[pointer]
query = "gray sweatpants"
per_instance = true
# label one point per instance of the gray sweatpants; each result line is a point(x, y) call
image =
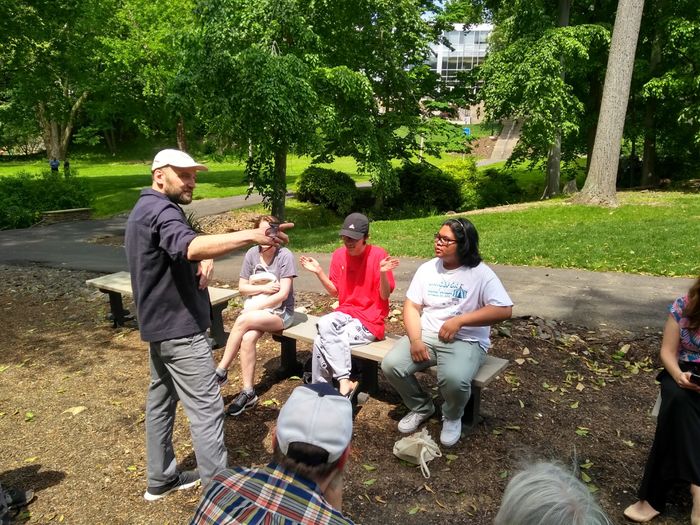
point(183, 369)
point(331, 353)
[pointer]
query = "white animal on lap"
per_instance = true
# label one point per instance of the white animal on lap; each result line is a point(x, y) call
point(255, 302)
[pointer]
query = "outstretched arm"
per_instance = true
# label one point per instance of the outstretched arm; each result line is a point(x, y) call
point(669, 355)
point(312, 265)
point(212, 246)
point(386, 265)
point(484, 316)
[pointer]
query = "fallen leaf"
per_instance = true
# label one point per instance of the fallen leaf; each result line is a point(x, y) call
point(582, 431)
point(74, 410)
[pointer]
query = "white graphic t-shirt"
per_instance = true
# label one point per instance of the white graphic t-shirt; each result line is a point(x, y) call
point(444, 294)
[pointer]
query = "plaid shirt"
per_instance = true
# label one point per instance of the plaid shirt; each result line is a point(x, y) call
point(269, 495)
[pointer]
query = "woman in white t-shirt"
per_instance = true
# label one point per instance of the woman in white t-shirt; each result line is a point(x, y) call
point(267, 275)
point(450, 305)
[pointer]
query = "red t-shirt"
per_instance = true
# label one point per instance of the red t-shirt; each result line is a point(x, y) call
point(357, 282)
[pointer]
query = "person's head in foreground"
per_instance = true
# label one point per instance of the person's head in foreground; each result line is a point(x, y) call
point(546, 494)
point(457, 244)
point(354, 233)
point(313, 433)
point(174, 173)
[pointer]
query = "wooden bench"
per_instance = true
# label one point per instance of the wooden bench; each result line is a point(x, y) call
point(371, 355)
point(117, 284)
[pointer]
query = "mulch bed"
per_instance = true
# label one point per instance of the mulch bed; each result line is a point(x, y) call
point(72, 396)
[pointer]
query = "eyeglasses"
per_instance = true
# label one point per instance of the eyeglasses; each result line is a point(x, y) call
point(445, 241)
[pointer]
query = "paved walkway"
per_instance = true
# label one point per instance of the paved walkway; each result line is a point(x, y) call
point(577, 296)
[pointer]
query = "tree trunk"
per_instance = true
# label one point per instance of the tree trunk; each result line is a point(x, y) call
point(280, 183)
point(553, 168)
point(181, 134)
point(553, 186)
point(110, 140)
point(599, 188)
point(649, 176)
point(56, 135)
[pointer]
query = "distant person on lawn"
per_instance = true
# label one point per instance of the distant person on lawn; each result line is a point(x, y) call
point(304, 482)
point(361, 278)
point(450, 305)
point(267, 276)
point(674, 456)
point(170, 267)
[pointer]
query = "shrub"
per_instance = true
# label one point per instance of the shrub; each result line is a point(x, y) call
point(424, 188)
point(25, 196)
point(331, 189)
point(482, 189)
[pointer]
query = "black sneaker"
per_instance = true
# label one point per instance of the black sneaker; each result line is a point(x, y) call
point(221, 376)
point(185, 480)
point(15, 498)
point(242, 403)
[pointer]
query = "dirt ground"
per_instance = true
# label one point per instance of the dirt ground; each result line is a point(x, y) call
point(72, 396)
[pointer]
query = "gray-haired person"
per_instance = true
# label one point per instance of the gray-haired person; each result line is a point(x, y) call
point(546, 494)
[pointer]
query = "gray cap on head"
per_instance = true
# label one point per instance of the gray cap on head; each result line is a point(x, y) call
point(355, 226)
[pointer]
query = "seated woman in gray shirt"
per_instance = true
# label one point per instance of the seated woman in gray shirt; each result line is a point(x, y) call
point(266, 278)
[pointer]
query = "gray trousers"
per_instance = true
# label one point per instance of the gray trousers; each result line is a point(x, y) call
point(457, 364)
point(183, 369)
point(331, 353)
point(3, 504)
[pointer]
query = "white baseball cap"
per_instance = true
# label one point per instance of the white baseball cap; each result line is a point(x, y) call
point(176, 158)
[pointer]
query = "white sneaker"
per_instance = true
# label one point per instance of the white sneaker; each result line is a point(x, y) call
point(411, 421)
point(451, 431)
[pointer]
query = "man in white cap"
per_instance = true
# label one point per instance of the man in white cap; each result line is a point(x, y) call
point(303, 483)
point(170, 267)
point(361, 277)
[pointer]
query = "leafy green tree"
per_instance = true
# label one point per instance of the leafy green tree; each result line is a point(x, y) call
point(540, 67)
point(320, 78)
point(665, 100)
point(149, 88)
point(50, 59)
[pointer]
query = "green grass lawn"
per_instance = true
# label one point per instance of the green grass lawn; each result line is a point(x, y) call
point(651, 233)
point(116, 185)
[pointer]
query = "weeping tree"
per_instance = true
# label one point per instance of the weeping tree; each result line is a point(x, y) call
point(318, 78)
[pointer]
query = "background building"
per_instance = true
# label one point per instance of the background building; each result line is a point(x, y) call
point(469, 47)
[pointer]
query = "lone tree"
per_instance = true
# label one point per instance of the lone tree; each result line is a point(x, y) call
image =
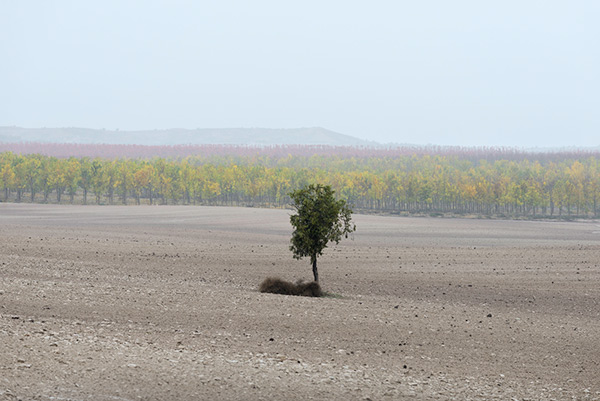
point(320, 219)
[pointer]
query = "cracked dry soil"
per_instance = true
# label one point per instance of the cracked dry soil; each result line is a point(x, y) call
point(155, 303)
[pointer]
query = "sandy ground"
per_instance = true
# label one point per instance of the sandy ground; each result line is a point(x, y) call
point(161, 303)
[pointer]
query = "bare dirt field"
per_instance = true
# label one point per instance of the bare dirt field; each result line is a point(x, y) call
point(161, 303)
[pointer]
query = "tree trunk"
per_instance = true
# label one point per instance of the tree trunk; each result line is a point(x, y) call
point(315, 272)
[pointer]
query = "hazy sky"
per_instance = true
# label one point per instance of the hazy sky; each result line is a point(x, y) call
point(520, 73)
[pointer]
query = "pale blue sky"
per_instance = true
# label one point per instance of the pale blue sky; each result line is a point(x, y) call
point(520, 73)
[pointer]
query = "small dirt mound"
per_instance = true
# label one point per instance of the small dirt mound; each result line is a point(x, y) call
point(279, 286)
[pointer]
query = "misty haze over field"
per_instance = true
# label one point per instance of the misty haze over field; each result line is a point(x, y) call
point(462, 73)
point(231, 136)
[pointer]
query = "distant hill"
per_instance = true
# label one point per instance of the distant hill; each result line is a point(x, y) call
point(179, 136)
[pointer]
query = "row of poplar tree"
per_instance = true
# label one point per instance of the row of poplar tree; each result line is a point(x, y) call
point(407, 183)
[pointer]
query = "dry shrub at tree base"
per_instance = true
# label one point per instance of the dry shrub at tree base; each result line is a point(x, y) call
point(277, 286)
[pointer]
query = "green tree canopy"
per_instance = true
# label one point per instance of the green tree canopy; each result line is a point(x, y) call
point(320, 219)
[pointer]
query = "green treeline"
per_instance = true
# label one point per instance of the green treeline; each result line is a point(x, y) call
point(402, 184)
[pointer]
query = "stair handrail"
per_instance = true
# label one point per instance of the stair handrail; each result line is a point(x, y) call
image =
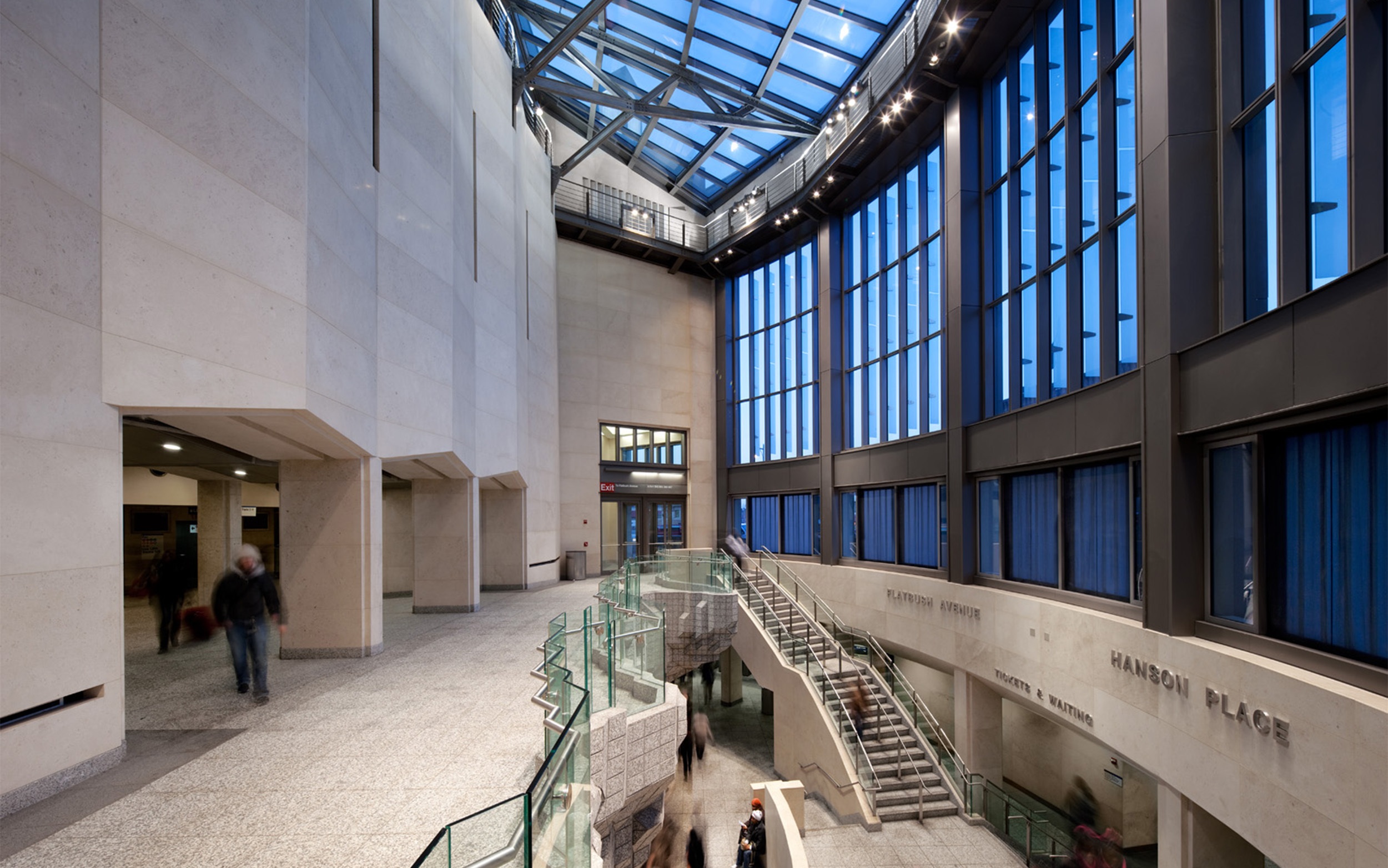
point(903, 750)
point(955, 780)
point(829, 687)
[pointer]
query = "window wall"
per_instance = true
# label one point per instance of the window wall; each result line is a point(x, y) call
point(1317, 573)
point(1059, 163)
point(893, 318)
point(773, 312)
point(1291, 132)
point(1072, 529)
point(904, 524)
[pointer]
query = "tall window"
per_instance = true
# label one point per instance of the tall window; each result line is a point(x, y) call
point(1073, 529)
point(893, 310)
point(1317, 574)
point(775, 360)
point(1061, 239)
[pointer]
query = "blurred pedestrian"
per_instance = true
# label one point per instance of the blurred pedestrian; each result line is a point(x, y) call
point(240, 601)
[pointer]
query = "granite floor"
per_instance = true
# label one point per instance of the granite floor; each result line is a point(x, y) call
point(360, 761)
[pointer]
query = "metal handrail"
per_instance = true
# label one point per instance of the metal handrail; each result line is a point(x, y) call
point(936, 730)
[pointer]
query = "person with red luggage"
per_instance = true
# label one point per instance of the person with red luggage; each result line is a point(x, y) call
point(240, 599)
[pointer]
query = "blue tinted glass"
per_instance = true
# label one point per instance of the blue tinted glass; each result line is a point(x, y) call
point(1122, 24)
point(1055, 154)
point(1029, 346)
point(1026, 98)
point(914, 391)
point(890, 211)
point(914, 299)
point(1001, 357)
point(998, 163)
point(1233, 529)
point(893, 397)
point(1128, 294)
point(1089, 45)
point(817, 63)
point(873, 241)
point(1055, 65)
point(832, 29)
point(1000, 276)
point(873, 319)
point(1125, 137)
point(1259, 39)
point(936, 385)
point(892, 299)
point(1090, 315)
point(873, 387)
point(1090, 167)
point(1259, 139)
point(990, 529)
point(1028, 219)
point(1320, 17)
point(912, 196)
point(933, 192)
point(933, 319)
point(1058, 332)
point(1329, 168)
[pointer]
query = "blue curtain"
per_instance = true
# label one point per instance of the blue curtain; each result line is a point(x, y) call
point(764, 523)
point(1327, 540)
point(881, 524)
point(1097, 518)
point(800, 524)
point(1033, 529)
point(921, 526)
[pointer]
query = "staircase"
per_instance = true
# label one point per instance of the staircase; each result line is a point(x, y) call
point(901, 781)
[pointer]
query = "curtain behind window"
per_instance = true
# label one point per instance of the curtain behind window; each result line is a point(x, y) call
point(879, 526)
point(1033, 529)
point(764, 524)
point(800, 524)
point(1097, 530)
point(921, 526)
point(1327, 540)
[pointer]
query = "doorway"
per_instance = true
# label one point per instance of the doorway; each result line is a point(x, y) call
point(640, 526)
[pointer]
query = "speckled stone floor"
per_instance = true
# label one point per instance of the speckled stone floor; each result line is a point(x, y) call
point(360, 761)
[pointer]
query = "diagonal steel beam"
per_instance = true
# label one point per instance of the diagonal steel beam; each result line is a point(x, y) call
point(761, 89)
point(564, 89)
point(596, 142)
point(561, 39)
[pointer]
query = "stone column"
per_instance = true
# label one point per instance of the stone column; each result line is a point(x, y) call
point(331, 549)
point(1189, 836)
point(731, 670)
point(218, 533)
point(979, 725)
point(446, 546)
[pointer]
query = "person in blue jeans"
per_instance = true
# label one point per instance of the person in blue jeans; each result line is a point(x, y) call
point(240, 601)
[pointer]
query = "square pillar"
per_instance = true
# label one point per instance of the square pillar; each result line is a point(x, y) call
point(331, 532)
point(446, 546)
point(218, 533)
point(979, 725)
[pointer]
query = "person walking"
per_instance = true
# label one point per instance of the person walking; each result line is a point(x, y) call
point(240, 601)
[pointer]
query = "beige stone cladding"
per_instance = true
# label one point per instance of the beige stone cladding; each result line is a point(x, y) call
point(1322, 792)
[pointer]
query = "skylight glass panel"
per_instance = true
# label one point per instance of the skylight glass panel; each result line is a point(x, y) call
point(817, 63)
point(736, 32)
point(800, 92)
point(718, 59)
point(836, 31)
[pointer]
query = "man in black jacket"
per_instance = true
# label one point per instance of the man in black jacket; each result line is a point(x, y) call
point(239, 602)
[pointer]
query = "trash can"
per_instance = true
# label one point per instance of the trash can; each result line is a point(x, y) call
point(578, 565)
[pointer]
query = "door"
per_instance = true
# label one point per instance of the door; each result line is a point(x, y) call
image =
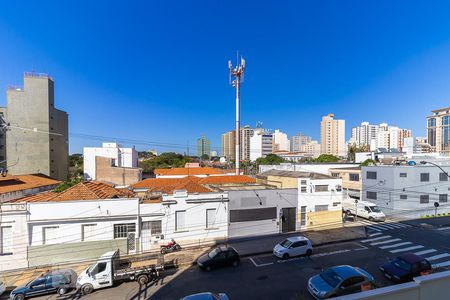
point(288, 219)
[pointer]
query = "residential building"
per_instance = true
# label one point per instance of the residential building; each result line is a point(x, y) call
point(280, 141)
point(299, 140)
point(111, 163)
point(332, 136)
point(407, 191)
point(203, 146)
point(438, 130)
point(261, 144)
point(319, 196)
point(37, 138)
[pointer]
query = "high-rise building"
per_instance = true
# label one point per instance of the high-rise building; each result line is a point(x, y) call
point(299, 140)
point(203, 146)
point(332, 136)
point(438, 130)
point(280, 141)
point(37, 141)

== == ==

- Work required:
Throughout the material above, find each line with "lone" and return it.

- Exercise output:
query = "lone tree"
# label one point per instance of the lone tree; each result line is a point(x, y) call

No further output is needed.